▸ Exercise aim:
Can you rewrite the entries below as a JSON list of strings, with one string per line and any blank lines left out?

▸ Dataset:
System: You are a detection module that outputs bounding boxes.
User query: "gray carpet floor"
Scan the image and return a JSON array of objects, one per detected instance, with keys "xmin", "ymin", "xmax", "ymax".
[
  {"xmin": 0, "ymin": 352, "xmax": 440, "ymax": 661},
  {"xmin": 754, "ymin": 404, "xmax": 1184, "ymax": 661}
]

▸ Reply:
[
  "System: You are a detection module that outputs bounding boxes.",
  "User query: \"gray carpet floor\"",
  "Scan the image and return a JSON array of objects, one per detected instance, with keys \"xmin\", \"ymin\", \"xmax\", \"ymax\".",
  "[",
  "  {\"xmin\": 0, \"ymin\": 352, \"xmax\": 440, \"ymax\": 661},",
  "  {\"xmin\": 754, \"ymin\": 404, \"xmax\": 1184, \"ymax\": 661}",
  "]"
]